*SUA TAREFA*:
Dê continuidade à reportagem sobre a volta de Sylvio a Sacramento a partir de onde ela para.

*TEXTO SELECIONADO*:

Jornal O Estado do Triângulo - Sacramento
Edição nº 1783- 18 de junho de 2021

Sylvio volta a Sacramento aos 92 anos

Edição n° 1281 - 28 Outubro 2011

O criador de gado aposentado, Sylvio Mendes Amado, 92, foi colega de turma do também fazendeiro, Luiz Afonso de Mello, falecido recentemente, na Escola do Prof. César de Oliveira, que se transformaria, muitos anos depois, na E.E. Cel. José Afonso de Almeida. A escola funcionava em um antigo prédio, já demolido há anos, no Largo da Matriz. Ficaram juntos durante um ano. Depois, reencontraram-se em Uberaba, no Colégio Diocesano, onde cursaram juntos o curso ginasial (5ª a 8ª série). Depois disso, nunca mais se viram. 

Um belo dia, o filho de Sylvio, o advogado José Armando viu pela internet o nome do antigo colega de classe de seu pai. Lá estava o Luiz. E desde então, a amizade, também esquecida, foi reatada através de alguns telefonemas de Campo Grande (MS), onde passou a residir, para Sacramento e uma reportagem no ET relatando o reencontro dos dois colegas da escola primária. Como bons contadores de histórias, o tempo foi passando no telefone, com algumas promessas de visitas... até que o já velho companheiro de Sacramento morreu, repentinamente, e puderam se ver pessoalmente.

No início desta semana, ainda esbajando jovialidade, no alto de seus 92 anos, acompanhado do filho, Sylvio bate à porta de Da. Conceição Aparecida Silva Mello, para trazer as condolências à esposa de Luiz. Foi uma emoção grande, onde não faltaram lágrimas, na recordação de uma amizade que nasceu na adolescência, ficou longos anos esquecida, e foi reencontrada na velhice. Foi ali que o ET pôde também conhecer o Sylvio Amado e ouvir um pouco de suas histórias, que já até se transformaram em livro.

(Registros de identificação de posição)

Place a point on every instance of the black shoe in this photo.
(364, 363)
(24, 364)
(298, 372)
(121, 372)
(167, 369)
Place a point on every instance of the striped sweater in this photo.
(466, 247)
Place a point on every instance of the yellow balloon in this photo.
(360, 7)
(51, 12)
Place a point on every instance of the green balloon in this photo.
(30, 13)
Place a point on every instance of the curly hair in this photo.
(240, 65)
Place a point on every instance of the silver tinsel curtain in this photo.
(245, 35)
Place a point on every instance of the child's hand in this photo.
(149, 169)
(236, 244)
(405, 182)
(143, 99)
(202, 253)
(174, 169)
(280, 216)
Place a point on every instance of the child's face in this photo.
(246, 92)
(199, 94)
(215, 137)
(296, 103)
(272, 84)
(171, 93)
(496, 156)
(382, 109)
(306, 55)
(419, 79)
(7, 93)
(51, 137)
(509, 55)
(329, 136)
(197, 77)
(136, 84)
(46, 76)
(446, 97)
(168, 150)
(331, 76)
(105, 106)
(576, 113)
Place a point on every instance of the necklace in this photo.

*RESPOSTA DA TAREFA*:
A Escola do 

Prof. César

 

A minha lembrança do Luiz  é do tempo  da escola. Eu vim estudar em Sacramento, no colégio do professor César. Meus irmãos mais velhos estudaram em Uberaba no colégio dele, como o professor veio para Sacramento, meu pai me mandou prá cá, estudar com ele e aqui conheci o Luiz, que também era de fazenda. O povo antigo morava todo nas fazendas. Fazendeiros moravam nas fazendas, não é como hoje, que vivem nas cidades. Nós morávamos na fazenda, Água Emendada, próximo ao ribeirão Água Emendada e  próximo a Uberlândia, que naquele tempo se chamava Uberabinha.  Os filhos iam para estudar nas cidades, moravam com parentes ou internos. Então meu pai me mandou pra cá, por causa do professor César, que tinha na escola um internato. Fui aluno da professora Isaura. Lembro-me bem do nome dela, Isaura. A outra professora não recordo o nome, só sei que uma vez mandei um livro para ela e ela me mandou uma carta bonita, mas não me lembro do nome. Aqui só tinha o primário. Depois íamos para Uberaba fazer o ginásio”.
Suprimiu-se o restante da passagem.